Iterative Diagnosis Approach for ECC-Based Memory Repair

• Published in: IEEE transactions on computer-aided design of integrated circuits and systems Vol. 39; no. 2; pp. 464 - 477
• Main Authors: Papavramidou, Panagiota, Nicolaidis, Michael
• Format: Journal Article
• Language: English
• Published: New York IEEE 01.02.2020; The Institute of Electrical and Electronics Engineers, Inc. (IEEE)
• Subjects: Algorithms; Circuit faults; Circuits; CMOS; Defects; Design for reliability; design for yield; ECC; Engineering Sciences; Error correction codes; Fabrication; Fault detection; fault simulation; Iterative methods; Low voltage; Maintenance engineering; memory fault-diagnosis; memory repair; Micro and nanotechnologies; Microelectronics; Reliability; Repair; Runtime; Surface mount technology; fault-diagnosis; ECC; design for yield; design for reliability; fault simulation; memory repair
• ISSN: 0278-0070; 1937-4151
• DOI: 10.1109/TCAD.2018.2887052

In modern SoCs embedded memories should be protected by ECC against field failures to achieve acceptable reliability. They should also be repaired after fabrication to achieve acceptable fabrication yield, as well as during lifetime to increase lifespan. In technologies affected by high defect densities, conventional repair induces very high cost. To reduce it, in previous work we proposed the ECC-based repair scheme, consisting in using the ECC for fixing words comprising a single faulty cell, and self-repair to fix all other faulty words. This approach is of high interest for ultimate CMOS and post-CMOS technologies, where the defect densities are expected to increase significantly, and/or in very-low power designs as very-low voltage sharply increases defect densities. However, we showed recently that, for high defect densities the diagnosis circuitry required for ECC-based repair may induce large cost. In previous work we addressed this issue by means of a new family of memory test algorithms that exhibit the so-called single-read double-fault detection (SRDF) property. The SRDF algorithms resolve the diagnosis issue at no area cost. However, as they are complex and increase test length, in this paper we explore a new diagnosis approach using iterative test execution, which, together with the SRDF test algorithms, provide a set of options enabling efficient tradeoffs in terms of hardware and power costs, and test length.

** Extracted data **
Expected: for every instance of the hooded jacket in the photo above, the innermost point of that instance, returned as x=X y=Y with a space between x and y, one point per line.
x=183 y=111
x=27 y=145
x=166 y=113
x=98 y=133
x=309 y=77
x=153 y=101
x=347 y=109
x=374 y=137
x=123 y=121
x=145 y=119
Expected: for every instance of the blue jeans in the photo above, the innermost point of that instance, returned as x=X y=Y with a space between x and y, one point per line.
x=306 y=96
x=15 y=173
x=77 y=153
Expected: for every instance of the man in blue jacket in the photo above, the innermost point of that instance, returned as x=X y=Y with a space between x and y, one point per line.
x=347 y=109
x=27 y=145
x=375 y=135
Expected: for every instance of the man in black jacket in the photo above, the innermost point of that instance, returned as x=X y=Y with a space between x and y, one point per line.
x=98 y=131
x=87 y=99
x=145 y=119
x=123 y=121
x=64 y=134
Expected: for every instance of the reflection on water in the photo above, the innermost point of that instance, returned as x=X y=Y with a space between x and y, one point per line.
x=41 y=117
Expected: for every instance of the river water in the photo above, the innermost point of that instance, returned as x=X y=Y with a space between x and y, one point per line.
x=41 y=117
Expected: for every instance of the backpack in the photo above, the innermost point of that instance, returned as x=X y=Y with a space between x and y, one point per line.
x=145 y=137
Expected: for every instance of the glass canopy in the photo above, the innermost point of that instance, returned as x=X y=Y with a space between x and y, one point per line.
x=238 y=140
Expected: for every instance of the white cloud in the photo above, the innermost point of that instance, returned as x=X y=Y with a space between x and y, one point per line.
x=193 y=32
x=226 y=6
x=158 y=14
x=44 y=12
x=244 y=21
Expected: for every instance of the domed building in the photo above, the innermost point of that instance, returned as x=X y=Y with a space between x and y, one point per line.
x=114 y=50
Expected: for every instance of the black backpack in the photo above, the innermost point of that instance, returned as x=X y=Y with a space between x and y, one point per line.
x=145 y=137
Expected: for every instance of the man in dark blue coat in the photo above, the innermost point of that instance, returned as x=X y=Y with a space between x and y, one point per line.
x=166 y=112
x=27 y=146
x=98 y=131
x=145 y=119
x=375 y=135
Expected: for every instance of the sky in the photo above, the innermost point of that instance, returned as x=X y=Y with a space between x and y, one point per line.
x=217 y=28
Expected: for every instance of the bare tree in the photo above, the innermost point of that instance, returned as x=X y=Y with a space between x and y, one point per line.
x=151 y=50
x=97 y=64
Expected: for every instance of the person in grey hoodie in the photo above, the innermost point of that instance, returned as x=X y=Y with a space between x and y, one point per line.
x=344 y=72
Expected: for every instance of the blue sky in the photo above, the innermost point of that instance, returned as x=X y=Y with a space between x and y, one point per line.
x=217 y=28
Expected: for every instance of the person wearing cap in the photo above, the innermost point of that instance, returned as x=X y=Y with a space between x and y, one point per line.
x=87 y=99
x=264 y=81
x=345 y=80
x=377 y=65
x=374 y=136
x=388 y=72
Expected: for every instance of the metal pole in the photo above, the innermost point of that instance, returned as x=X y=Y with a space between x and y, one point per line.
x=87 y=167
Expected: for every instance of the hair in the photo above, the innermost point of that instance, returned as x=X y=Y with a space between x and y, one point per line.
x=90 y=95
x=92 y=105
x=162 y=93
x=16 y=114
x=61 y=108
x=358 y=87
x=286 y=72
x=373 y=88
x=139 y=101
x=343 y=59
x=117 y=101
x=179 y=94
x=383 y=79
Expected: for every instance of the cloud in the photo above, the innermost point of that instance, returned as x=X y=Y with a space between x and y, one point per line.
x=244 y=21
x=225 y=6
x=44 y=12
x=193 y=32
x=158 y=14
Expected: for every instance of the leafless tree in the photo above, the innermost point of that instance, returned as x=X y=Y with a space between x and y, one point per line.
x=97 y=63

** Activity list **
a) List the labels that begin the bulleted lines of the memory repair abstract.
b) In the memory repair abstract, write out everything from "Iterative Diagnosis Approach" down to "Engineers, Inc. (IEEE)".
The records are a separate set of material and have no link to the memory repair abstract.

** Results in order **
a) Published in, Main Authors, Format, Language, Published, Subjects, ISSN, DOI

b)
Iterative Diagnosis Approach for ECC-Based Memory Repair

• Published in: IEEE transactions on computer-aided design of integrated circuits and systems Vol. 39; no. 2; pp. 464 - 477
• Main Authors: Papavramidou, Panagiota, Nicolaidis, Michael
• Format: Journal Article
• Language: English
• Published: New York IEEE 01.02.2020; The Institute of Electrical and Electronics Engineers, Inc. (IEEE)